>> Start Data excerpts

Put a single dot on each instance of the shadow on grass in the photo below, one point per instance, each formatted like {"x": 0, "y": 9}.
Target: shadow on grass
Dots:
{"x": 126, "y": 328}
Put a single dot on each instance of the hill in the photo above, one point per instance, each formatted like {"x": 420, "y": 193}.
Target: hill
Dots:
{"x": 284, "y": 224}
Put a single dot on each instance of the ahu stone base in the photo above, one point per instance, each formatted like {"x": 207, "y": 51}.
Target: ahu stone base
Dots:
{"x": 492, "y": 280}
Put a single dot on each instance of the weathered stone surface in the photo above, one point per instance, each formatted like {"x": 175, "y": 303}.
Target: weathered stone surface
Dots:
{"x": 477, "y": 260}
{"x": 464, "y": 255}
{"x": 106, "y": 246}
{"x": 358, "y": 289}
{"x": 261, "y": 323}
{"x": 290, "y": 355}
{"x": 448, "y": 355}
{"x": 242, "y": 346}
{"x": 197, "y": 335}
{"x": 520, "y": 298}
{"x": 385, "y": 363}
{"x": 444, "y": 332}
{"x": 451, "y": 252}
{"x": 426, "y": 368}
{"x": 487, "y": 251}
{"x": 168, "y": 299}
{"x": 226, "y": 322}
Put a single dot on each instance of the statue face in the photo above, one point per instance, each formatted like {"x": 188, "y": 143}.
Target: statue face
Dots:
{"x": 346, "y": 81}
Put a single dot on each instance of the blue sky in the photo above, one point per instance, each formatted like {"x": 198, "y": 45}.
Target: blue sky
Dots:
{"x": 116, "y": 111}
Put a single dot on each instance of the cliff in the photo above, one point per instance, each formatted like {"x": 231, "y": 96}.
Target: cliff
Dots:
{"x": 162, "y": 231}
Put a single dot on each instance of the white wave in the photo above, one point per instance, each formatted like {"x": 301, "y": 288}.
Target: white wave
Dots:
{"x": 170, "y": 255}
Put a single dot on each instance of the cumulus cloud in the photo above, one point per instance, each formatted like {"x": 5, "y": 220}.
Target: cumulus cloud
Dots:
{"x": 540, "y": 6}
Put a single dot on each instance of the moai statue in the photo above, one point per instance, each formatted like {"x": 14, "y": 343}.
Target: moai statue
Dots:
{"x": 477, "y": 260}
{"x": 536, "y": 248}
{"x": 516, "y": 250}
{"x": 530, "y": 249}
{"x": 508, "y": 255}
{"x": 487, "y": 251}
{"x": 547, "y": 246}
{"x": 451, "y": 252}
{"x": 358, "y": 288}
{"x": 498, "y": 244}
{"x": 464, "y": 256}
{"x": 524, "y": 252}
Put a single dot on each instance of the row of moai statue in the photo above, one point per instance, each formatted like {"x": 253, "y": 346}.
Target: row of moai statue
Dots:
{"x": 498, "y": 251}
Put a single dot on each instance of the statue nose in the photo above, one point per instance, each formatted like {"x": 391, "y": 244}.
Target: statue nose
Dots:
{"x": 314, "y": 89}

>> End Data excerpts
>> Start Data excerpts

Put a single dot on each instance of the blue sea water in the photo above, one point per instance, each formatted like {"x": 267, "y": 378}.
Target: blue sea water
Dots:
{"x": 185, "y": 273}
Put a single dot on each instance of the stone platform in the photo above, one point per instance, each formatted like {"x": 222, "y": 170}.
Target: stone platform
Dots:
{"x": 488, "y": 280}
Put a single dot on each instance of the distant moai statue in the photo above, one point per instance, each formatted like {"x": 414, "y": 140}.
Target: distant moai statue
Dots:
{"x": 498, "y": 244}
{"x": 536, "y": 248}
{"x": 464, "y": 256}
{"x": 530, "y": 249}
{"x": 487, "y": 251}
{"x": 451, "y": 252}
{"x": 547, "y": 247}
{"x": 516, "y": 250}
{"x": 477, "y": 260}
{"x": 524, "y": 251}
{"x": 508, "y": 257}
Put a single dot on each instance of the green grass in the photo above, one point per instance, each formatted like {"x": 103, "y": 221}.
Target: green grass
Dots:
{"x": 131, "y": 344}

>> End Data excerpts
>> Start Data excerpts

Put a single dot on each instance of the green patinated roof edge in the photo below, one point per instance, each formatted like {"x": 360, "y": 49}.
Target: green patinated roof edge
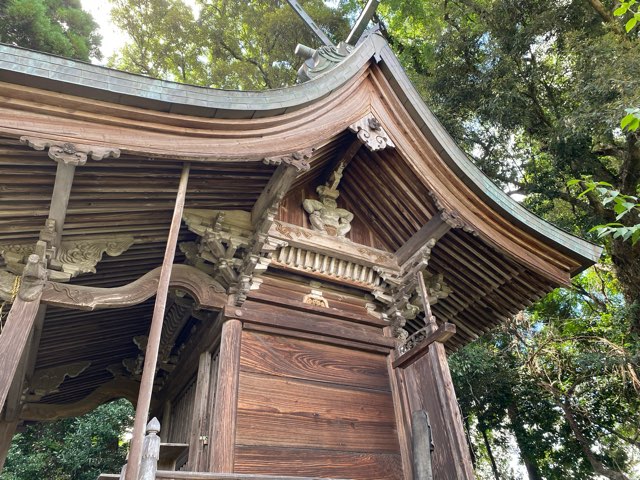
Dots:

>> End Data excerpts

* **Written request**: From the records above, copy out each line that contains the word "cumulus".

* **Problem solution**:
Put a single dot on each instance of the cumulus cloud in the photo above, one point per instance, each formatted like {"x": 5, "y": 220}.
Target: cumulus cloud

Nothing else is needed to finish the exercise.